MD5 vs CRC32: Which one's better for common use?

AlgorithmHash

Algorithm Problem Overview


Recently I read somewhere that although both CRC32 and MD5 are sufficiently uniform and stable, CRC32 is more efficient than MD5. MD5 seems to be a very commonly used hashing algorithm but if CRC32 is faster/more memory efficient then why not use that?

Algorithm Solutions


Solution 1 - Algorithm

MD5 is a one-way-hash algorithm. One-way-hash algorithm are often used in cryptography as they have the property (per design) that it's hard to find the input that produced a specific hash value. Specifically it's hard to make two different inputs that gives the same one-way-hash. Those they are often used as a way to show that a amount of data have not been altered intentionally since the hash code was produced. As the MD5 is a one-way-hash algorithm the emphasis is on security over speed. Unfortunately MD5 is now considered insecure.

CRC32 is designed to detect accidental changes to data and are commonly used in networks and storage devices. The purpose of this algorithm is not to protect against intentionally changes , but rather to catch accidents like network errors and disk write errors etc. The emphasis of this algorithm is those more on speed than on security.

Solution 2 - Algorithm

From Wikipedia's article on MD5 (emphasis mine):

> MD5 is a widely used cryptographic hash function

Now CRC32:

> CRC is an error-detecting code

So, as you can see, CRC32 is not a hashing algorithm. That means you should not use it for hashing, because it was not built for that.

Location identification items
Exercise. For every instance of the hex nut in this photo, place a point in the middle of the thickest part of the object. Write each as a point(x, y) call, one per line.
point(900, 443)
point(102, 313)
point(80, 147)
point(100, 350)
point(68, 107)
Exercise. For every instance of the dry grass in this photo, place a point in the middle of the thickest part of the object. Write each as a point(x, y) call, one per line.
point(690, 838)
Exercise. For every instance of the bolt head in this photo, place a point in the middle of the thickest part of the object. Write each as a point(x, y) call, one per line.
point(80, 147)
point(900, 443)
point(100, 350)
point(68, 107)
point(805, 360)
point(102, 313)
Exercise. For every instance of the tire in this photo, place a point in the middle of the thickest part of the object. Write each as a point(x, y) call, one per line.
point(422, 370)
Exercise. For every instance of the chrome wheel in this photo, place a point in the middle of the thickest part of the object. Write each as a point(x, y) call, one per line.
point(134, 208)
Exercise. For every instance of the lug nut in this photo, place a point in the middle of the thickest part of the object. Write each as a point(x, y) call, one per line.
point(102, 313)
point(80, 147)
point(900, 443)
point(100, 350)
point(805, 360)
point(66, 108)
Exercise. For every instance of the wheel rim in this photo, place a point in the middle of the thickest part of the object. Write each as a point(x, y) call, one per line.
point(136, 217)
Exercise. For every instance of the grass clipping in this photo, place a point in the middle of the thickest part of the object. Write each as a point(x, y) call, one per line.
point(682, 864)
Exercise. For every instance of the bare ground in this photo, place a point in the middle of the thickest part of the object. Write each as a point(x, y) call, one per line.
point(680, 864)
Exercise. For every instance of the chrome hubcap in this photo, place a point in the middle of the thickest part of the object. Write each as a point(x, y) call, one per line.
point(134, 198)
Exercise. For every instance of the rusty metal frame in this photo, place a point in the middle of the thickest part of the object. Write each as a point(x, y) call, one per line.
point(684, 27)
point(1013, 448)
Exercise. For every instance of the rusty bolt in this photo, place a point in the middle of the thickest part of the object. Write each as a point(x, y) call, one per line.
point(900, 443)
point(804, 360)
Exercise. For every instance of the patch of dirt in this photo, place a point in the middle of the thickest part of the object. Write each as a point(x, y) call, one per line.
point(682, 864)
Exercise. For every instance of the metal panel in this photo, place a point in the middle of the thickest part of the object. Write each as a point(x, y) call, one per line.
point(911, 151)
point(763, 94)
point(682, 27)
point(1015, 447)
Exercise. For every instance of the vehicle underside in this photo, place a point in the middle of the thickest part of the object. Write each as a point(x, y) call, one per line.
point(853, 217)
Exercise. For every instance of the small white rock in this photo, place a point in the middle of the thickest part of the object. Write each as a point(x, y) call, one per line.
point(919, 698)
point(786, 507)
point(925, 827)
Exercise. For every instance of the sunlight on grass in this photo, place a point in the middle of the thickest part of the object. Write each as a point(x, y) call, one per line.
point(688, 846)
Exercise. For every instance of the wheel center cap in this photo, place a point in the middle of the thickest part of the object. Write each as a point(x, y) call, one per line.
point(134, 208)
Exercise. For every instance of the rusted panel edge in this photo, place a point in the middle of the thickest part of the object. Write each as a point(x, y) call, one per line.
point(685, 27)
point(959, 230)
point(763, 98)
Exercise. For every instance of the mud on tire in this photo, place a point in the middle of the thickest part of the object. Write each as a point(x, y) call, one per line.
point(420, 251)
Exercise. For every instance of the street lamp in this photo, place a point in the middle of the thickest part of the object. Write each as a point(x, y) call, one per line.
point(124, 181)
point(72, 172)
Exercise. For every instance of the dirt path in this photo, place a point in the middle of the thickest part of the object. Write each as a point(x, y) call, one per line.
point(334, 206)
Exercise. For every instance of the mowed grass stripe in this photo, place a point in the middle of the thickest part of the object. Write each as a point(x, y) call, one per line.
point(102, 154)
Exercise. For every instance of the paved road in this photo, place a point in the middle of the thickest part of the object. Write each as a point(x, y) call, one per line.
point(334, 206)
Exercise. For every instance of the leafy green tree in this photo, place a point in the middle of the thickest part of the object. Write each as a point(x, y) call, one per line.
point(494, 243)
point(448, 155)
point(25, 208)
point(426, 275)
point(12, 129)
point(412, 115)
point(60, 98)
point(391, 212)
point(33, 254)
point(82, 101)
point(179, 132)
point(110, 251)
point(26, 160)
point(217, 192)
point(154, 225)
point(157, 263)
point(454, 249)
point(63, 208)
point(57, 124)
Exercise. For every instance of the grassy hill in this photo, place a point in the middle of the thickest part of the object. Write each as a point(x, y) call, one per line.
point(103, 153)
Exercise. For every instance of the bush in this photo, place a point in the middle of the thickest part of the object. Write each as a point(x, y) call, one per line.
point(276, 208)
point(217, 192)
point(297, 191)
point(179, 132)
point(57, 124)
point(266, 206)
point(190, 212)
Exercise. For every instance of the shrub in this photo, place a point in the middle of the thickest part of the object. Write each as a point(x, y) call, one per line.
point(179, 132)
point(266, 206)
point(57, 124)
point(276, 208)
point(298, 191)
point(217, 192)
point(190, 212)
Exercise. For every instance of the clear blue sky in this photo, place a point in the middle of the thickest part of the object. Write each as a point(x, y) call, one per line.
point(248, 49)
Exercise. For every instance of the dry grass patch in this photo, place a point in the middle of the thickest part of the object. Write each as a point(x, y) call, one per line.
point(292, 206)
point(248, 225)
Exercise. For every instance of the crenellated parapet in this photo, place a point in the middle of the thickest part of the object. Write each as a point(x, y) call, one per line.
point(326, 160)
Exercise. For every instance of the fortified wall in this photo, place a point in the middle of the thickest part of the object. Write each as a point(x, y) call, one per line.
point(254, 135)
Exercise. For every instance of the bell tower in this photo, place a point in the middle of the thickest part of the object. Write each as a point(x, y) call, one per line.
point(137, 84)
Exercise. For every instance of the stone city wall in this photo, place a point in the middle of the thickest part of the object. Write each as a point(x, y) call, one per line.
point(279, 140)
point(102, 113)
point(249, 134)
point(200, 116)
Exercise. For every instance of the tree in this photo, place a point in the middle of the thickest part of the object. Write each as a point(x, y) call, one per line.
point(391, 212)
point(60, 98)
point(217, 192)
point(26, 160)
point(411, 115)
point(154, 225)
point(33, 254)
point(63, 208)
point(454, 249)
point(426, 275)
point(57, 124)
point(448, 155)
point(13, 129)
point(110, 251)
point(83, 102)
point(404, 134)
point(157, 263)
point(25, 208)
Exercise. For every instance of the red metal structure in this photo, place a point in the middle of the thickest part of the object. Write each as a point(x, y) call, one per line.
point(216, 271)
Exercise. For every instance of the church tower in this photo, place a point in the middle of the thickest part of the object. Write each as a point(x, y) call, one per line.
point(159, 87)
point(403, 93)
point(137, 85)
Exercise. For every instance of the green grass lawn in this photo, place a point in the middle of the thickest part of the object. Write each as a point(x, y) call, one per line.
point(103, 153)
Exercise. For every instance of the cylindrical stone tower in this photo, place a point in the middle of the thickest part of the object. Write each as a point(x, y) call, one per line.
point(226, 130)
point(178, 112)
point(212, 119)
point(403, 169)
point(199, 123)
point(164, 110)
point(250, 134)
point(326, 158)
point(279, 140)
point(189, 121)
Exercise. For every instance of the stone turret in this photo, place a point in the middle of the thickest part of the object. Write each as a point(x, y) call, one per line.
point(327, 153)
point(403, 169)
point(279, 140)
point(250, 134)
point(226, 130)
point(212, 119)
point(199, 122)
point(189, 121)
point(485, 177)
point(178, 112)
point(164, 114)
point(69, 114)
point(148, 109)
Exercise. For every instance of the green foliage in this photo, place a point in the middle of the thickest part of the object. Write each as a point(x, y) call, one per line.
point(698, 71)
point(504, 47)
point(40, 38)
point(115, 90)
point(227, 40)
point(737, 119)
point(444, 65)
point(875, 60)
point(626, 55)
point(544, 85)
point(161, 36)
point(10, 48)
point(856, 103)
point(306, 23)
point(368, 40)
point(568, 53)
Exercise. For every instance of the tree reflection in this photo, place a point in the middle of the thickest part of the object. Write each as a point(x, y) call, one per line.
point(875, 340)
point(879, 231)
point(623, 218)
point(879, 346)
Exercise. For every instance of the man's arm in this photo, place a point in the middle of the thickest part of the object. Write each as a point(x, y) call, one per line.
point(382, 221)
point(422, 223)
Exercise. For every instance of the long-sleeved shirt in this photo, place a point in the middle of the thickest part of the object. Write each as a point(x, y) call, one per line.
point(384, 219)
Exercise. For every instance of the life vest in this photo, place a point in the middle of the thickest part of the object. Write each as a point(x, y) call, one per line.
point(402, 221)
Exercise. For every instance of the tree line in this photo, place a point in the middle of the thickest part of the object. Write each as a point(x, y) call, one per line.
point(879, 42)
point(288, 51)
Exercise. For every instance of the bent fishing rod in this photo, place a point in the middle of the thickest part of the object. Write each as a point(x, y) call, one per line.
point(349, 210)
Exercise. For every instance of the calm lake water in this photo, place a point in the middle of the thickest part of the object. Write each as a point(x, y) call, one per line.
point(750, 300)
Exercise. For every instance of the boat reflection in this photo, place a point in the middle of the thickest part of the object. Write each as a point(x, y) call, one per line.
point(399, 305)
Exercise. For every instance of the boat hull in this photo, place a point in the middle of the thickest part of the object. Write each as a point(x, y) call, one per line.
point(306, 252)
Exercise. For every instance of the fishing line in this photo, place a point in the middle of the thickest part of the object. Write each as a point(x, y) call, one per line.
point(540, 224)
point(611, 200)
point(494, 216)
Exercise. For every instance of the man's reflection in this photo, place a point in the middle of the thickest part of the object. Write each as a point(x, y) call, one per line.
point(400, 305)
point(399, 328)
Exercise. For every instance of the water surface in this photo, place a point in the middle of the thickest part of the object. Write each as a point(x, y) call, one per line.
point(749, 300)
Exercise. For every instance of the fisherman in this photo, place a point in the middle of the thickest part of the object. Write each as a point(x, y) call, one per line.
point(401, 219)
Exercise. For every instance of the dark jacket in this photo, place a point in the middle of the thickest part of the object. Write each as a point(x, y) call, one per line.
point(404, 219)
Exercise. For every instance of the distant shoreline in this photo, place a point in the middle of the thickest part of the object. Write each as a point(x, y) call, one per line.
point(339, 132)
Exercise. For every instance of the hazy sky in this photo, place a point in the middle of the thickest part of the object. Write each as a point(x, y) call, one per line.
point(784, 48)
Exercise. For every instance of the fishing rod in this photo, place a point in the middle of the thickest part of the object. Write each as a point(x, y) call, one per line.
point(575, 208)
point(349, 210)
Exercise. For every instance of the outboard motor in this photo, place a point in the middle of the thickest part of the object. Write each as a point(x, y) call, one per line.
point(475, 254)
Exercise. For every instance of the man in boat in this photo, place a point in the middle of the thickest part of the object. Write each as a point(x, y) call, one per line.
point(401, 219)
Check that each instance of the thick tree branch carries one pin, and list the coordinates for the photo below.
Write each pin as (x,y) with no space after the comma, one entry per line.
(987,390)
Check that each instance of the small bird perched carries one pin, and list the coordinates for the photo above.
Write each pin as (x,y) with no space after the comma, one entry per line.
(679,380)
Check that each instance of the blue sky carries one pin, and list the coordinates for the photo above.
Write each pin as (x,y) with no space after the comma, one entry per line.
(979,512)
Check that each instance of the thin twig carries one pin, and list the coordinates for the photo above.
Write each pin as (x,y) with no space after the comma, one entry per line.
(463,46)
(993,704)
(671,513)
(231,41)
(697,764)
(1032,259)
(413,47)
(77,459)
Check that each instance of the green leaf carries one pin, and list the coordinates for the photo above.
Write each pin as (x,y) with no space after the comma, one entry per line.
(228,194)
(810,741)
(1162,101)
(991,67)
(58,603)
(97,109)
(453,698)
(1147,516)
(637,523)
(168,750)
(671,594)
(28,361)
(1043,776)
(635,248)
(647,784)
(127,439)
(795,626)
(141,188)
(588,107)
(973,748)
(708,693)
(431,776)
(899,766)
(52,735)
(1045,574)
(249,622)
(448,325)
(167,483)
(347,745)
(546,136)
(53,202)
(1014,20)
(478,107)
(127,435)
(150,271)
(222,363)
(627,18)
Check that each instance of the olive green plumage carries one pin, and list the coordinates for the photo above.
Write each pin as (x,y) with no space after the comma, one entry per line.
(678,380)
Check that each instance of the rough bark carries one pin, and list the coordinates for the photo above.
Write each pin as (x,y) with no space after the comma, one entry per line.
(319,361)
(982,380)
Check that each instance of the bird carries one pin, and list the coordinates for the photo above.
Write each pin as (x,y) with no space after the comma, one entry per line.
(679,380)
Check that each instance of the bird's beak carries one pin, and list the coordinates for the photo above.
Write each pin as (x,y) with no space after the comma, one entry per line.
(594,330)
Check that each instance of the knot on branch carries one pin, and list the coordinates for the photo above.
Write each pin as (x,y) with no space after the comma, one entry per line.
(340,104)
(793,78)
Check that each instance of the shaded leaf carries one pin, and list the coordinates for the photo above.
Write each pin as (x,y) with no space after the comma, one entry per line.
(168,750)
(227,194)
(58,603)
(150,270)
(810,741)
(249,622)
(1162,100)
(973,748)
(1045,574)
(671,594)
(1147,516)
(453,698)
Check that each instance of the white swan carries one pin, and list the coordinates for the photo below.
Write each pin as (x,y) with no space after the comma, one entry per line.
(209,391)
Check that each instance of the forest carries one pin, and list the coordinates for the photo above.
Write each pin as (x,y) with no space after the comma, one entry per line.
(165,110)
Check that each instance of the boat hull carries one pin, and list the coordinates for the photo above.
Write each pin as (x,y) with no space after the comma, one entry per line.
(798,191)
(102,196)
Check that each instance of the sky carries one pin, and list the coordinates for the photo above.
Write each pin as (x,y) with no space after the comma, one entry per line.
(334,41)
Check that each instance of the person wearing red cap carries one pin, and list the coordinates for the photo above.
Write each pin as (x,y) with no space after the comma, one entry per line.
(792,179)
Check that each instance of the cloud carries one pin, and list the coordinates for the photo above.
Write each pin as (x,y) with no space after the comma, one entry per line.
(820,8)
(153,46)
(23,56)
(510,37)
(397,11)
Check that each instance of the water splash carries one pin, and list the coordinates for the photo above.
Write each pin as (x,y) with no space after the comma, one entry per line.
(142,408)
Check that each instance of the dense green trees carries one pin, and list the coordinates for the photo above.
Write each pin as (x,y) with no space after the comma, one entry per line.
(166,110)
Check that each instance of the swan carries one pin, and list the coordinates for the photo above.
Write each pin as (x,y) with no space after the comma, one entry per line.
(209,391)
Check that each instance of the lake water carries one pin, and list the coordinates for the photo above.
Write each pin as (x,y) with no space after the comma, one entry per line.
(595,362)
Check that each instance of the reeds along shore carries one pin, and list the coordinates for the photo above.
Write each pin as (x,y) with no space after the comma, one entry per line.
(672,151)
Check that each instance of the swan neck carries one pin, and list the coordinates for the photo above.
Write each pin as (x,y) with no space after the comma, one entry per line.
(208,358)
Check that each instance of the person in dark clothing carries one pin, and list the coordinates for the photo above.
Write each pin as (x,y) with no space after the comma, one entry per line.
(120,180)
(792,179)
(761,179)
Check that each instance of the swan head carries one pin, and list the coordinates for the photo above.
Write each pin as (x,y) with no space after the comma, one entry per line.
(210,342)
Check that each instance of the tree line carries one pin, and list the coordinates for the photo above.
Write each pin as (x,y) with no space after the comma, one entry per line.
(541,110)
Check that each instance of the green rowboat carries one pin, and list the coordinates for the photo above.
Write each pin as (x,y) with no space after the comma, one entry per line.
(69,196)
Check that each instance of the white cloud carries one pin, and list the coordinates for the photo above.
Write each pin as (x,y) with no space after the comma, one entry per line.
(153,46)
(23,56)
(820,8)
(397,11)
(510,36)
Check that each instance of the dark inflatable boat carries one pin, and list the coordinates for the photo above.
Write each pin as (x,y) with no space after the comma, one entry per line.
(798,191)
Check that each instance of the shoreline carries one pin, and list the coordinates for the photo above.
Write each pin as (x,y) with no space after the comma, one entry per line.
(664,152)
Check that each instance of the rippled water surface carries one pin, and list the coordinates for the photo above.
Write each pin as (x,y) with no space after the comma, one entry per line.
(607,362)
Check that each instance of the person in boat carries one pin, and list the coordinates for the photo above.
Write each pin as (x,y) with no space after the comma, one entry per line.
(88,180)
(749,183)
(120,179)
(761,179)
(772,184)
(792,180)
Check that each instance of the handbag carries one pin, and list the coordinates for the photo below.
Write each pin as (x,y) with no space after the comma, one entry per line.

- [What is asked]:
1/ Answer these questions about the MD5 vs CRC32 thread:
(a) Where is CRC32 commonly used, according to Solution 1?
(b) How does the Wikipedia quote in Solution 2 describe CRC?
(c) How is MD5 now considered, according to Solution 1?
2/ Write out the MD5 vs CRC32 thread from "MD5 is a one-way-hash algorithm." up to and including "now considered insecure.".
These records have no role here.

- [Results of the exercise]:
1/
(a) In networks and storage devices.
(b) As an error-detecting code.
(c) As insecure.

2/
MD5 is a one-way-hash algorithm. One-way-hash algorithm are often used in cryptography as they have the property (per design) that it's hard to find the input that produced a specific hash value. Specifically it's hard to make two different inputs that gives the same one-way-hash. Those they are often used as a way to show that a amount of data have not been altered intentionally since the hash code was produced. As the MD5 is a one-way-hash algorithm the emphasis is on security over speed. Unfortunately MD5 is now considered insecure.